▶ [TASK DIRECTIONS]:
Please render all of the data below as a JSON list of strings, one string per line, with blank lines omitted. Leave the pictures out of the answer.

^^^^^^^^

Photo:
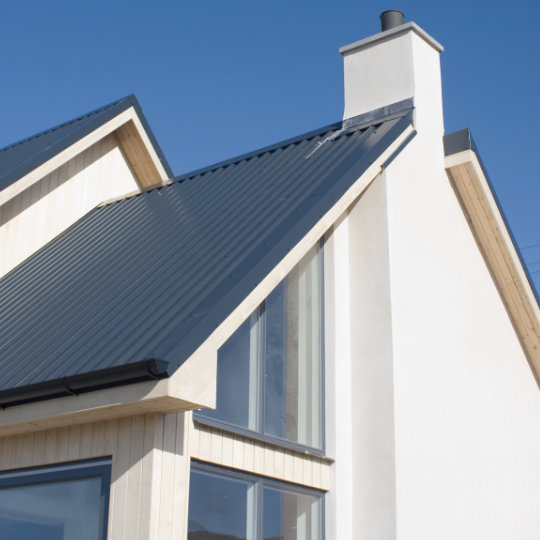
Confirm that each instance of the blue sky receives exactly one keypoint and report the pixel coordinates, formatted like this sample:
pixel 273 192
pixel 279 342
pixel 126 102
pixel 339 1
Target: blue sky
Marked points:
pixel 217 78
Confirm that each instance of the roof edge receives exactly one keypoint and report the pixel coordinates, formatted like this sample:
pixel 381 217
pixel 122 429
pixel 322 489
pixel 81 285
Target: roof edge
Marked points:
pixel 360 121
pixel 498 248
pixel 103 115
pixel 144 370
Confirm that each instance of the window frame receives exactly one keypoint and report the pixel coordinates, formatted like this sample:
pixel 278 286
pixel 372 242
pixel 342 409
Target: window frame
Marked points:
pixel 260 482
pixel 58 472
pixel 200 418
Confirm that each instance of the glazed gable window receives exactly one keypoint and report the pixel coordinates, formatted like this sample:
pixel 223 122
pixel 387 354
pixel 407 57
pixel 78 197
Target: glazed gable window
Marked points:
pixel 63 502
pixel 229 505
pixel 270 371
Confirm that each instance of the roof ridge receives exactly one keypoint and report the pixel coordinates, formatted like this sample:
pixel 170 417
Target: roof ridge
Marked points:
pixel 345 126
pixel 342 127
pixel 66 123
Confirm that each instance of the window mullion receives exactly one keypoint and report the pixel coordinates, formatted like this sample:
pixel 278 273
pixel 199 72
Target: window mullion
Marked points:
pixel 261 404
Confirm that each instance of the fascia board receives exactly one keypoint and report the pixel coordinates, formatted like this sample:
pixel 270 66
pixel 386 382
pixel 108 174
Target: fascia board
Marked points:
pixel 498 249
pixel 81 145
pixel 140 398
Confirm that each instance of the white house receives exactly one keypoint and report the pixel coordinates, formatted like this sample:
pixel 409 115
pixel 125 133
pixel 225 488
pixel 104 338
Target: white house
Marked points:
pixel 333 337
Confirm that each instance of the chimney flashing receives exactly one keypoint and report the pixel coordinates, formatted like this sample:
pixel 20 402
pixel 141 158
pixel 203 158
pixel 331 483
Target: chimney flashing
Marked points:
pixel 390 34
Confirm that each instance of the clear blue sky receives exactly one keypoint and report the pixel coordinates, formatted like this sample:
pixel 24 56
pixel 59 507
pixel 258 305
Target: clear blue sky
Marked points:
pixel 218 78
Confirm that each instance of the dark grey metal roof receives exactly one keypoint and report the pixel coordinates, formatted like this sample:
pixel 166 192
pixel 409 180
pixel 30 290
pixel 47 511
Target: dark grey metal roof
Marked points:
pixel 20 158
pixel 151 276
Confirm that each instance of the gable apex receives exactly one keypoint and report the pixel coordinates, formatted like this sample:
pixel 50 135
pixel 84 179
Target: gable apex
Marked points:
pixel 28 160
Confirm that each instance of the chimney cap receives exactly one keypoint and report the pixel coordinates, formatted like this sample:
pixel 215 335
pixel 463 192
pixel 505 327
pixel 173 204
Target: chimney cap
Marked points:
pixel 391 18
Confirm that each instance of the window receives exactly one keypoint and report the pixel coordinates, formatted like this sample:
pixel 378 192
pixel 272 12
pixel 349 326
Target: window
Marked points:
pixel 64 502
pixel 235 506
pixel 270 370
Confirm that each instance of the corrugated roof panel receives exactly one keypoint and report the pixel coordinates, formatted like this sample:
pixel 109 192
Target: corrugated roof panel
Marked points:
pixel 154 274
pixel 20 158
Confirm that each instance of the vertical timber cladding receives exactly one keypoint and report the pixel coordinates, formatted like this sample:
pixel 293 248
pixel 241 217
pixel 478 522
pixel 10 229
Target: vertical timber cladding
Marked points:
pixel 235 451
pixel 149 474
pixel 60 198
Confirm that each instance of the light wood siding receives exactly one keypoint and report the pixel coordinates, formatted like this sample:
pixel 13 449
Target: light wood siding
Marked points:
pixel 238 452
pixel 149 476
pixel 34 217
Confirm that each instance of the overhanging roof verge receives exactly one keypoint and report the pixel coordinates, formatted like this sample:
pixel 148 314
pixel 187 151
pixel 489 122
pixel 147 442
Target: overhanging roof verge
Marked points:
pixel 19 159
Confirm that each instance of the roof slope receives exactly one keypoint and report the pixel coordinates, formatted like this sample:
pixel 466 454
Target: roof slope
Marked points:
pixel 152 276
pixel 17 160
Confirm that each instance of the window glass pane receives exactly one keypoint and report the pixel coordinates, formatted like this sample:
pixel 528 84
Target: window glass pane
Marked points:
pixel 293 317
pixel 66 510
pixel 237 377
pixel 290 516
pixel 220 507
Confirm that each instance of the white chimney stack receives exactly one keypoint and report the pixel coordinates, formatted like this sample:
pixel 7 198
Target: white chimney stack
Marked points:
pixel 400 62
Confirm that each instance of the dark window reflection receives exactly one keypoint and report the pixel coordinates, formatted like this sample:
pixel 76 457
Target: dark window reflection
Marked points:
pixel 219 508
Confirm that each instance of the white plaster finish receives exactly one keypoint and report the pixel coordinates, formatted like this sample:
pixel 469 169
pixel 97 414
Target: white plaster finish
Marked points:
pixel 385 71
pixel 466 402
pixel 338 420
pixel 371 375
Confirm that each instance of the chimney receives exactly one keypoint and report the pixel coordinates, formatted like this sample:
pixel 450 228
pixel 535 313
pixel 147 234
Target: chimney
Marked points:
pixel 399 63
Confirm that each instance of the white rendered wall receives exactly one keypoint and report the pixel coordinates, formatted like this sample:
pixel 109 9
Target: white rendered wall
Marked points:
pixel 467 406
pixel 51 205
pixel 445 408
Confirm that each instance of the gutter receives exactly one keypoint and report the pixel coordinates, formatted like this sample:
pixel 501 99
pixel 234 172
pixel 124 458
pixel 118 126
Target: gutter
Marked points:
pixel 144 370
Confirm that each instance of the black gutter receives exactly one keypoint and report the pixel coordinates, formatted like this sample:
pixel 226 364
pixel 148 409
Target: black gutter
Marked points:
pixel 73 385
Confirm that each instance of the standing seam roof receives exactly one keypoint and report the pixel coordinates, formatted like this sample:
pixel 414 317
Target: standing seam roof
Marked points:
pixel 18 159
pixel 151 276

^^^^^^^^

▶ [THE RESULT]:
[
  "Photo:",
  "Confirm that each instance of the blue sky receives exactly one keypoint and report the pixel coordinates, formatted like this sample:",
  "pixel 273 192",
  "pixel 279 342",
  "pixel 126 102",
  "pixel 339 1",
  "Target: blue sky",
  "Marked points:",
  "pixel 217 78",
  "Confirm that each instance of the roof edge receives exactly one keypoint and report the pixel coordinates, formatted like this sample:",
  "pixel 381 217",
  "pixel 122 429",
  "pixel 322 489",
  "pixel 81 285",
  "Target: roof edge",
  "Marked points:",
  "pixel 360 121",
  "pixel 498 248",
  "pixel 103 115",
  "pixel 144 370",
  "Confirm that each instance of the window frame receives exactly one keypoint and report the pixel coordinates, formatted like this sample:",
  "pixel 278 286",
  "pixel 372 242",
  "pixel 342 409",
  "Target: window frame",
  "Marked points:",
  "pixel 260 482",
  "pixel 58 472",
  "pixel 200 418",
  "Confirm that each instance of the glazed gable window receives exactly one keypoint and report the pixel coordinates, formatted like this sample:",
  "pixel 223 122",
  "pixel 387 354",
  "pixel 407 57",
  "pixel 78 197",
  "Target: glazed gable window",
  "Marked points:",
  "pixel 63 502",
  "pixel 229 505",
  "pixel 270 371",
  "Confirm that each instance of the roof ridge receives exactly one keypoint and report the pixel coordinates, formatted like this sample:",
  "pixel 170 417",
  "Target: roof ridge",
  "Marked points:",
  "pixel 345 126",
  "pixel 342 127",
  "pixel 66 123",
  "Confirm that each instance of the window mullion receives exactly one keypoint and report the pixel coordinates, formatted like this sample:",
  "pixel 278 273",
  "pixel 199 72",
  "Target: window mullion",
  "Marked points:",
  "pixel 261 404",
  "Confirm that each instance of the fascia board receives exactly one keypoint and report the pixel coordinates, formatted like this sample:",
  "pixel 270 66",
  "pixel 386 382",
  "pixel 108 174",
  "Target: fascia board",
  "Marked points:",
  "pixel 498 249",
  "pixel 81 145",
  "pixel 140 398",
  "Confirm that each instance of the white house receives exactly one keypoint and report the pixel coordinates, formatted like this sample:",
  "pixel 409 115",
  "pixel 125 133",
  "pixel 225 488",
  "pixel 104 338",
  "Target: white house",
  "Marked points:",
  "pixel 333 337",
  "Confirm that each instance of the chimney flashing receives exactly one keypoint and report the pixel coordinates, formatted like this sample:",
  "pixel 20 402",
  "pixel 141 158",
  "pixel 203 158",
  "pixel 331 483",
  "Target: chimney flashing",
  "Marked points:",
  "pixel 390 34",
  "Confirm that each instance of the clear blue sky receives exactly one keypoint and report the pixel coordinates, formatted like this sample:",
  "pixel 24 56",
  "pixel 59 507",
  "pixel 258 305",
  "Target: clear blue sky",
  "Marked points:",
  "pixel 218 78",
  "Confirm that each instance of the dark grey metal roof receives exactly one keypoint and report the pixel coordinates, formatted like this sample:",
  "pixel 166 192",
  "pixel 409 180",
  "pixel 30 290",
  "pixel 47 511",
  "Target: dark grey metal roof",
  "Marked points:",
  "pixel 20 158",
  "pixel 151 276",
  "Confirm that each instance of the gable apex receives exactly one keypoint and report the pixel coordinates, formatted like this sample:",
  "pixel 50 135",
  "pixel 84 179",
  "Target: gable apex",
  "Marked points:",
  "pixel 28 160",
  "Confirm that each instance of the chimney cap receives exactly one keypoint and report the pixel coordinates, formatted like this sample:",
  "pixel 215 335",
  "pixel 463 192",
  "pixel 505 327",
  "pixel 173 204",
  "Target: chimney cap",
  "Marked points:",
  "pixel 391 18",
  "Confirm that each instance of the window receives exactly one keypoint and report the pixel coordinates, formatted like this sample:",
  "pixel 378 192",
  "pixel 272 12",
  "pixel 349 326",
  "Target: window",
  "Marked points:",
  "pixel 64 502",
  "pixel 235 506",
  "pixel 270 370",
  "Confirm that each instance of the corrugated roof panel receives exactly one keypoint and report the pixel coordinates, formatted like this sample:",
  "pixel 109 192",
  "Target: corrugated roof panel",
  "Marked points:",
  "pixel 154 274",
  "pixel 20 158",
  "Confirm that each instance of the vertical timber cladding receives exactly one keypoint and report the pixel coordinates, formatted like this sample:",
  "pixel 293 248",
  "pixel 241 217",
  "pixel 478 522",
  "pixel 10 229",
  "Target: vertical timber cladding",
  "Marked points:",
  "pixel 235 451",
  "pixel 149 474",
  "pixel 60 198",
  "Confirm that each instance of the light wood siding receives exactly one keypoint and report the pixel coordinates, formatted like this sample:",
  "pixel 13 449",
  "Target: light wood siding",
  "Marked points:",
  "pixel 238 452",
  "pixel 149 476",
  "pixel 34 217",
  "Confirm that each instance of the overhanging roof verge receives exactly one keypoint and report the pixel coordinates, formatted like this sample:",
  "pixel 148 314",
  "pixel 187 151",
  "pixel 489 122",
  "pixel 147 442",
  "Target: overhanging roof verge",
  "Marked points:",
  "pixel 19 159",
  "Confirm that each instance of the roof slope receives exactly one keypoint and report the pixel coordinates, formatted like this sample:",
  "pixel 466 454",
  "Target: roof slope",
  "Marked points:",
  "pixel 152 276",
  "pixel 17 160",
  "Confirm that each instance of the window glass pane receives exactly one keypoint and report the pixel coordinates, formatted like this sample:",
  "pixel 528 84",
  "Target: window glass pane",
  "Marked points:",
  "pixel 293 317",
  "pixel 66 510",
  "pixel 237 377",
  "pixel 290 516",
  "pixel 220 507",
  "Confirm that each instance of the white chimney stack receives exactly one keypoint and report the pixel coordinates, formatted like this sample:",
  "pixel 7 198",
  "Target: white chimney stack",
  "Marked points:",
  "pixel 400 62",
  "Confirm that each instance of the dark window reflection receives exactly one keypoint and report the pixel coordinates, formatted like this sample:",
  "pixel 76 457",
  "Target: dark window reflection",
  "Marked points:",
  "pixel 219 508",
  "Confirm that each instance of the white plaster finish receives exactly one keypoint and report the pixel coordinates, formatted like this sample:",
  "pixel 469 169",
  "pixel 97 414",
  "Target: white plaster finish",
  "Marked points:",
  "pixel 385 71",
  "pixel 466 402",
  "pixel 338 420",
  "pixel 371 375",
  "Confirm that each instance of the chimney receives exactly one keypoint and report the pixel coordinates, formatted like this sample:",
  "pixel 450 228",
  "pixel 535 313",
  "pixel 147 234",
  "Target: chimney",
  "Marked points:",
  "pixel 399 63",
  "Confirm that each instance of the white rendered wall receives exactly one keypoint and report the pixel coordinates, formatted like this sample:",
  "pixel 109 9",
  "Target: white rendered wall",
  "Marked points:",
  "pixel 467 406",
  "pixel 51 205",
  "pixel 445 408",
  "Confirm that each instance of the gutter receives exactly one keypoint and report the pixel coordinates, formatted like this sample:",
  "pixel 501 99",
  "pixel 234 172",
  "pixel 124 458",
  "pixel 118 126",
  "Target: gutter",
  "Marked points:",
  "pixel 144 370",
  "Confirm that each instance of the black gutter receives exactly one keypoint and report the pixel coordinates, formatted like this sample:",
  "pixel 226 364",
  "pixel 148 409",
  "Target: black gutter",
  "Marked points:",
  "pixel 73 385",
  "Confirm that each instance of the standing seam roof receives exactly one keypoint and report the pixel coordinates, formatted like this sample:",
  "pixel 414 317",
  "Target: standing seam roof",
  "Marked points:",
  "pixel 18 159",
  "pixel 151 276"
]